**Task instructions**
Rewrite all of the records below, substituting "Exactly one point per instance" for every occurrence of "One point per instance" and leaving everything else unchanged.

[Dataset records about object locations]
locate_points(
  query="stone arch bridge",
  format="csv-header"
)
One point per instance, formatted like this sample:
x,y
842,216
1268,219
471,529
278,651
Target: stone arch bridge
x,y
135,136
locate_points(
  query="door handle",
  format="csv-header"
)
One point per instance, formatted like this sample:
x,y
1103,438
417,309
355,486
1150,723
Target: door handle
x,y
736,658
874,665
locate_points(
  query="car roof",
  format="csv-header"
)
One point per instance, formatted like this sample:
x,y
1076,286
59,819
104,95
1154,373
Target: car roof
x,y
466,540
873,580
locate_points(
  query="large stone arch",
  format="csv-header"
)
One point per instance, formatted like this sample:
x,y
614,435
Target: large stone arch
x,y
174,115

**Task response**
locate_points(
  query="stone arch bridge",
  format="csv-header"
)
Exactly one point per instance, formatted like this sample:
x,y
842,216
1268,219
471,529
278,651
Target: stone arch bridge
x,y
135,136
locate_points(
  query="door handle",
  format="csv-header"
)
Exactly one point per instance, formatted like this sample:
x,y
1103,438
417,309
355,486
1150,723
Target: door handle
x,y
736,658
874,665
locate_points(
  query="car roof",
  format="csv-header"
)
Exactly one point per instance, formatted like this sample:
x,y
1076,286
59,819
104,95
1154,373
Target: car roof
x,y
466,540
873,580
locate_points(
  query="large stone arch",
  format="csv-header"
)
Exactly one point per instance, formatted like this sample:
x,y
614,435
Target: large stone arch
x,y
174,115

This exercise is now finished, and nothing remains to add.